[Point annotation data]
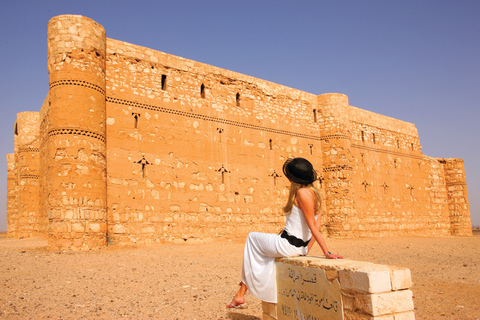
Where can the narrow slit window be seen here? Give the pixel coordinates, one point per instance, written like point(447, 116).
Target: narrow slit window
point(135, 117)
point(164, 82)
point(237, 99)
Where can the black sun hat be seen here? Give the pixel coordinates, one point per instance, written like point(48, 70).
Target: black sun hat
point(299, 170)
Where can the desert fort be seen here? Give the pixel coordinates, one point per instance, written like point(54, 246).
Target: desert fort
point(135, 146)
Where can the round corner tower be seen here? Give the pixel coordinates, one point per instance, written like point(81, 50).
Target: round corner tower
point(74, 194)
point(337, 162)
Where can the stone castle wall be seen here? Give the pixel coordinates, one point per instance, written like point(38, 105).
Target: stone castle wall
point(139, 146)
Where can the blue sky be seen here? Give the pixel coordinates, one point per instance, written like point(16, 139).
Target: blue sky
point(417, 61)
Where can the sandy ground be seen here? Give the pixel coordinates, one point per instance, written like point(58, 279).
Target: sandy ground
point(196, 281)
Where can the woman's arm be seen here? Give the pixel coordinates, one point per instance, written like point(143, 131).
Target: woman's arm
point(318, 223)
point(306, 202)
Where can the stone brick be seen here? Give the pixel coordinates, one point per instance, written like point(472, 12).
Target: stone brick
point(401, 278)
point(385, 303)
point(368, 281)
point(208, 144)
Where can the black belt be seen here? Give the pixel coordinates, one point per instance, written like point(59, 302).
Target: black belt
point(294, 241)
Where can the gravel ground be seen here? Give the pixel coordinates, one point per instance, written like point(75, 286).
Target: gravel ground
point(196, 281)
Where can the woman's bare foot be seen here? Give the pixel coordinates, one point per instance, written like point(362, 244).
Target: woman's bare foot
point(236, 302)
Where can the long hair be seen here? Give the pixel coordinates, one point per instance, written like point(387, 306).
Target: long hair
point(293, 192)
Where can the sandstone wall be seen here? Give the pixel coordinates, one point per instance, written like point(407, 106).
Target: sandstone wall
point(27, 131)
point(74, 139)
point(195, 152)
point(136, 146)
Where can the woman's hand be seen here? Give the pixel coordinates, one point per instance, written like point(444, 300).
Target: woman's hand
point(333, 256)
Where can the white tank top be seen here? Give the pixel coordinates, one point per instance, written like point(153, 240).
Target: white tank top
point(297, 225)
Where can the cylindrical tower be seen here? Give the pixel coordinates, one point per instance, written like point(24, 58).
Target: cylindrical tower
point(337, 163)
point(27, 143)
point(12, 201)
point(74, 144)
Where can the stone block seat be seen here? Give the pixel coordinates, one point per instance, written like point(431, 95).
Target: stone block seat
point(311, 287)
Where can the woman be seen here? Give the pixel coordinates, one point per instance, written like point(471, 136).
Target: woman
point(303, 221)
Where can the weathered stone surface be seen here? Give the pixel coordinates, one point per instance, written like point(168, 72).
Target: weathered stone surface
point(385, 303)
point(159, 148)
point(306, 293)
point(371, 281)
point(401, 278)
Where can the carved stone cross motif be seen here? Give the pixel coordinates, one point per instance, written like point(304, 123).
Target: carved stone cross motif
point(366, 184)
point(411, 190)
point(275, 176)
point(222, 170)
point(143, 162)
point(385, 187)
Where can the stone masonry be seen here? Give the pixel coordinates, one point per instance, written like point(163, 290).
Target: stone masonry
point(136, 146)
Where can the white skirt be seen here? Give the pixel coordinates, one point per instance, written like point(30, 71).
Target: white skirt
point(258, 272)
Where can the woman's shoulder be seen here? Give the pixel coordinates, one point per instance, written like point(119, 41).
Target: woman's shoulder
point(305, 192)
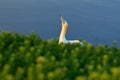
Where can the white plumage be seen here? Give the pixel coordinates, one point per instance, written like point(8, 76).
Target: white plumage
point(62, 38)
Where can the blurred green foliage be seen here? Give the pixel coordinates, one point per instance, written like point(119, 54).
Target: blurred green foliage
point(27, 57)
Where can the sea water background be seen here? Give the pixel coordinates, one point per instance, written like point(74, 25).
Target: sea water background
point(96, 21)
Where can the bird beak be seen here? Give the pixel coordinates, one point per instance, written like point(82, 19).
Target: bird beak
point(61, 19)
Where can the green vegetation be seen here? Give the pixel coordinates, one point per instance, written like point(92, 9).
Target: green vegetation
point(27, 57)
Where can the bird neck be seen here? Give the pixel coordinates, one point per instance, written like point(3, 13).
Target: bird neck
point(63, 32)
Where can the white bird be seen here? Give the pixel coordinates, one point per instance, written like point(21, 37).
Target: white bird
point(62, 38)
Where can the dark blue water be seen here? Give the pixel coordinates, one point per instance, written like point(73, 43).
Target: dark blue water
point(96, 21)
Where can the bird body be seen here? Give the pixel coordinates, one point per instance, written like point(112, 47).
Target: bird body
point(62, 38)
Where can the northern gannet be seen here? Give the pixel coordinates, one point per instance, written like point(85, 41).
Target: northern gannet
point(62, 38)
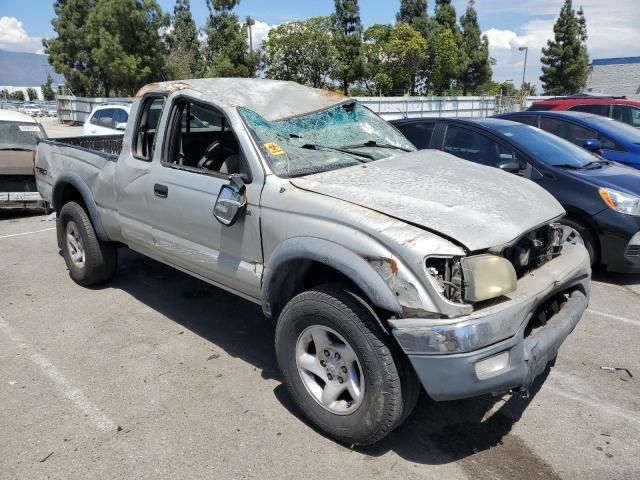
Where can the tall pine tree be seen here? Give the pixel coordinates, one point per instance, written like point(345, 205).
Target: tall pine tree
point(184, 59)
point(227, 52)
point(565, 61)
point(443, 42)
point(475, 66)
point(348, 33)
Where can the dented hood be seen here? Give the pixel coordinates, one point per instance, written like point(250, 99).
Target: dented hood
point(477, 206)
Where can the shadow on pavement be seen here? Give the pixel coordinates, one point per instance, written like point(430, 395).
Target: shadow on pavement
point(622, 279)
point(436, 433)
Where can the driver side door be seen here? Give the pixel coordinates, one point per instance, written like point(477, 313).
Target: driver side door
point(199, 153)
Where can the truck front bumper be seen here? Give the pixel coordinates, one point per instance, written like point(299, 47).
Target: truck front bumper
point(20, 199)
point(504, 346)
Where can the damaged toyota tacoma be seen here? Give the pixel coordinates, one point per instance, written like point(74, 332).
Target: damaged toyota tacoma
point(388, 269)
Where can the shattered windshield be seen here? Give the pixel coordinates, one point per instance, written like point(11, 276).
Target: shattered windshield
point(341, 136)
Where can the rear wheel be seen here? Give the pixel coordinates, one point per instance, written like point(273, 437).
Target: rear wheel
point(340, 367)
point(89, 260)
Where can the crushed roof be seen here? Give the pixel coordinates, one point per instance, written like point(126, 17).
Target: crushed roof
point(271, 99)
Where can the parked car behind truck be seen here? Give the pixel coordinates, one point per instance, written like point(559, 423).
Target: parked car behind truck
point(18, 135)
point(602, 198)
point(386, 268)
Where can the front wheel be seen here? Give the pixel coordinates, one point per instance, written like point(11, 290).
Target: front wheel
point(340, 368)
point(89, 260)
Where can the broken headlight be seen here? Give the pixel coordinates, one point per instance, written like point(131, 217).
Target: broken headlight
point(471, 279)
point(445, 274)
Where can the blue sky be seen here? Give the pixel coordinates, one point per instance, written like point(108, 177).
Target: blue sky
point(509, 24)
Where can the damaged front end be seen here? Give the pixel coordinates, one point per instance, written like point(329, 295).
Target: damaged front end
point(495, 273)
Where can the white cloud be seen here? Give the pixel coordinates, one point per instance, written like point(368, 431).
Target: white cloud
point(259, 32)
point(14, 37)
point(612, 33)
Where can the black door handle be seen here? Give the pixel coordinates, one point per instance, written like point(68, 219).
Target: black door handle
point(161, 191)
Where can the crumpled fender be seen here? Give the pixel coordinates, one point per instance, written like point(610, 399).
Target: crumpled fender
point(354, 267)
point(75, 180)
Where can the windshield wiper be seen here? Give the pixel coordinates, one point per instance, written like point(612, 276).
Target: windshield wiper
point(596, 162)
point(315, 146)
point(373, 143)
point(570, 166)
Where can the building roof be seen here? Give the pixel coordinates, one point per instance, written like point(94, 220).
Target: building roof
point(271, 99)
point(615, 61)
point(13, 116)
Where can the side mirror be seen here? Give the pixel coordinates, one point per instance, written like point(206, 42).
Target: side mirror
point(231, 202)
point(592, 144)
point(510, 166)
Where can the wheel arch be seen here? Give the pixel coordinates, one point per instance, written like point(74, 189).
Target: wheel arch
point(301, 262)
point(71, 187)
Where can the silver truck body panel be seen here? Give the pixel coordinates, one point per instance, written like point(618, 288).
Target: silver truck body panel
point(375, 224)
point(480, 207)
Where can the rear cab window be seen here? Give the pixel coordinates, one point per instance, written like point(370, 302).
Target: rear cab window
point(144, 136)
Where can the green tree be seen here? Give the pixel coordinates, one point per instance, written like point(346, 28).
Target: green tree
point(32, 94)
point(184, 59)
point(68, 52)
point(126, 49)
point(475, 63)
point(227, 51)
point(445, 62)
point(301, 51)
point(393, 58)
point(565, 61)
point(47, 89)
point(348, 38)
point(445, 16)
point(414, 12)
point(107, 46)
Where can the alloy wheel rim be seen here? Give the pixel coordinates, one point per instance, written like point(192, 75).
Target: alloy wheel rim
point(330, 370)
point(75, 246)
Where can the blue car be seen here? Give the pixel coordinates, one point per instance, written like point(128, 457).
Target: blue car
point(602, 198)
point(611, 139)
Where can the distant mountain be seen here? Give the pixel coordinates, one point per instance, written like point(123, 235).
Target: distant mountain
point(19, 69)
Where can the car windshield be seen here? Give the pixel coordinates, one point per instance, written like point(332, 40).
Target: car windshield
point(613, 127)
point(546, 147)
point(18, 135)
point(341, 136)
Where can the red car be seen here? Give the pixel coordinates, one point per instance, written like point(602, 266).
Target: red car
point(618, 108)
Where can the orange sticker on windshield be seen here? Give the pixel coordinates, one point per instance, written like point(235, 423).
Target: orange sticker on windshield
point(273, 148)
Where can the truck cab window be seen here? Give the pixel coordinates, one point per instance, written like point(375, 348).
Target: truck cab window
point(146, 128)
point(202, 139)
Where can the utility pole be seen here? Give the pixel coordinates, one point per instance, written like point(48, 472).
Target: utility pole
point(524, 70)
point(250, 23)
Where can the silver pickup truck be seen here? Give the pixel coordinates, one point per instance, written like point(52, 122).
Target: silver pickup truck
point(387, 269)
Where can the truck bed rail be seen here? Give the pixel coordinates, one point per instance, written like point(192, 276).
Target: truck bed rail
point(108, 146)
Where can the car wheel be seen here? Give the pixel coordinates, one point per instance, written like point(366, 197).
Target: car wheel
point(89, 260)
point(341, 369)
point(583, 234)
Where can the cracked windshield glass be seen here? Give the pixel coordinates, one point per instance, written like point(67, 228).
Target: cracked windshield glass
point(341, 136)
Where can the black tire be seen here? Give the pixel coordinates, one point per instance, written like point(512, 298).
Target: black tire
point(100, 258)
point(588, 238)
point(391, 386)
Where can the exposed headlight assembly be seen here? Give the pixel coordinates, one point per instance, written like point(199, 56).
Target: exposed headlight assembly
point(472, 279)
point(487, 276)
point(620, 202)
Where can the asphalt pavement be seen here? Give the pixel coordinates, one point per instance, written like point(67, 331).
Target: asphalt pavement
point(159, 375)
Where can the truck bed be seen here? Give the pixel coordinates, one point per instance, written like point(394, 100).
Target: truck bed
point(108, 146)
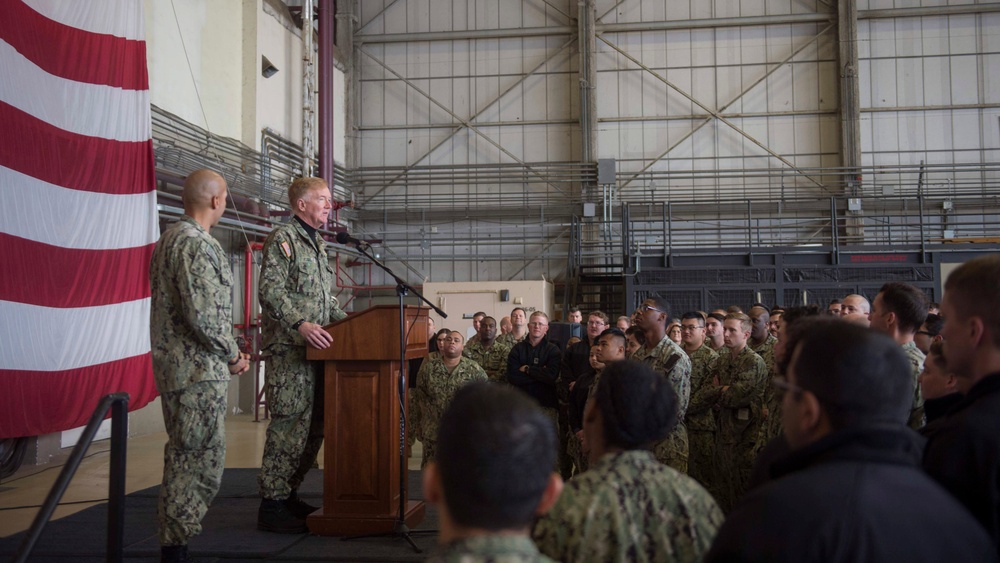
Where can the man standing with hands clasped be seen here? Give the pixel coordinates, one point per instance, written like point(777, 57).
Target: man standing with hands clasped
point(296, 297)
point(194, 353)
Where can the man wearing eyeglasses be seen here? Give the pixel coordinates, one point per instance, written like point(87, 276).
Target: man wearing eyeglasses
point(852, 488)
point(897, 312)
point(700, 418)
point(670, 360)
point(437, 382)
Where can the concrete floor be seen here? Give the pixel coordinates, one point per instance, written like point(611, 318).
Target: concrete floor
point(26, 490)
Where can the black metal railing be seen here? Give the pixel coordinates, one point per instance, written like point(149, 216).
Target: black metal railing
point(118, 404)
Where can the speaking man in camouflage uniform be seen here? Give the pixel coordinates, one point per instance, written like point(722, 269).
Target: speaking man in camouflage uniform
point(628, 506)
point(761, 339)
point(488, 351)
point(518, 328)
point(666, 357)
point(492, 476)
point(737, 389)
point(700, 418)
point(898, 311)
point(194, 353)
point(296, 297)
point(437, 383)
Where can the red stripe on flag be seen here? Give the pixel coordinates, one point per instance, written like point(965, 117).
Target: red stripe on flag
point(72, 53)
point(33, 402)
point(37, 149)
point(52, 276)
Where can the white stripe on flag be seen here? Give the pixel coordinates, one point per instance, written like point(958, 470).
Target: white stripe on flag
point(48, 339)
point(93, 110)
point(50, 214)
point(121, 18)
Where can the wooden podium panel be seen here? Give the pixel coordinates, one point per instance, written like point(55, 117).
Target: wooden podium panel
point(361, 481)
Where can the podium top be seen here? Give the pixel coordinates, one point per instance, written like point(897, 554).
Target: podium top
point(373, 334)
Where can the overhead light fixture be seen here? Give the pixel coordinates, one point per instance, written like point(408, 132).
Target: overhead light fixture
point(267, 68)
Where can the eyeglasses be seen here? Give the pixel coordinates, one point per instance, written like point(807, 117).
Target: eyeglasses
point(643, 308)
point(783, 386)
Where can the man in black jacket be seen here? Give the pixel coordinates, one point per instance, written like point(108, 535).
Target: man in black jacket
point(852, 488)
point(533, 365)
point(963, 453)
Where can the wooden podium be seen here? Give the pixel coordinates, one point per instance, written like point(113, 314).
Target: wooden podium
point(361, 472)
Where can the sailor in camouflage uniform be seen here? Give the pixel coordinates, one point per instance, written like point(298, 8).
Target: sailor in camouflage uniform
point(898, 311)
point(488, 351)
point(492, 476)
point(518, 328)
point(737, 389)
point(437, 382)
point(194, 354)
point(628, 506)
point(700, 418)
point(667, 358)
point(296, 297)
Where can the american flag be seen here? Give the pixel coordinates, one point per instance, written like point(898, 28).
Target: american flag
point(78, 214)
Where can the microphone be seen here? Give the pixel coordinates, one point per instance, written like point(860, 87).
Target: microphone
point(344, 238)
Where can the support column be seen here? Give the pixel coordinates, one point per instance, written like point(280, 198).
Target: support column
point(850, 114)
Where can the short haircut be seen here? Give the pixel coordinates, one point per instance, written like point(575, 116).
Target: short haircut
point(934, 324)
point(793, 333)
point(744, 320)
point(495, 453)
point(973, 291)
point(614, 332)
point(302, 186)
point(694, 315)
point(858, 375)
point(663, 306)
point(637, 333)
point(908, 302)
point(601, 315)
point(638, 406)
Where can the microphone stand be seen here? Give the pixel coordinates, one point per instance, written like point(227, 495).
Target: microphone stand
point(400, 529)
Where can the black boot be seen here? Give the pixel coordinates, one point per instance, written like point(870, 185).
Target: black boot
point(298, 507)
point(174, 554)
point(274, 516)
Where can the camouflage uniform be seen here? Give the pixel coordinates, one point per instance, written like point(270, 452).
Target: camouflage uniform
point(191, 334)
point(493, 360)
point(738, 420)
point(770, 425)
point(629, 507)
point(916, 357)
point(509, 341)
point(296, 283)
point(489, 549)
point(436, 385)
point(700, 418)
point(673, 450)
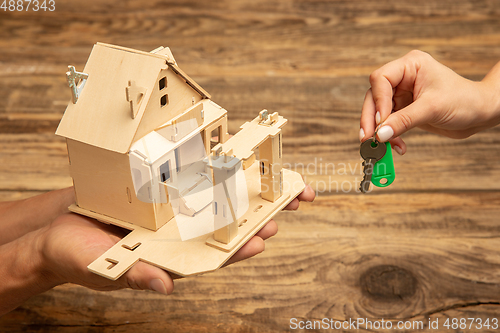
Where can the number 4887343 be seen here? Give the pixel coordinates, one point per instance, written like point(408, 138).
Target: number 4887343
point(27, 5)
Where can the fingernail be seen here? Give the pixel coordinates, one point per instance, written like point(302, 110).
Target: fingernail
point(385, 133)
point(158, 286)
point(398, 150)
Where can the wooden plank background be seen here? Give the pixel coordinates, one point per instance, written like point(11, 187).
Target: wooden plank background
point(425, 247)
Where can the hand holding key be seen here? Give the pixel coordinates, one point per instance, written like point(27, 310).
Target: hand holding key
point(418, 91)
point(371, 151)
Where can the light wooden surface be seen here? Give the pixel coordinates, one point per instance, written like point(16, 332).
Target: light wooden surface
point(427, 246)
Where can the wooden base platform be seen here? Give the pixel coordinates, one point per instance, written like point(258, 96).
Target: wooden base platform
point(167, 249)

Task objective
Copy out the rows verbatim between the line containing "Where can the carved" and the line containing "point(258, 272)", inclusive.

Answer below
Where can the carved stone cross motif be seen here? Give the pixel coordinates, one point per instance, written like point(304, 123).
Target: carved stone cross motif
point(366, 184)
point(411, 190)
point(275, 176)
point(222, 170)
point(143, 162)
point(385, 187)
Where can the stone masonry be seen here? Give the pixel coordinates, one point per instance, written like point(163, 290).
Target: stone masonry
point(136, 146)
Where can the white skirt be seen here? Give the pixel coordinates, one point per instance, written like point(30, 71).
Target: white skirt
point(258, 272)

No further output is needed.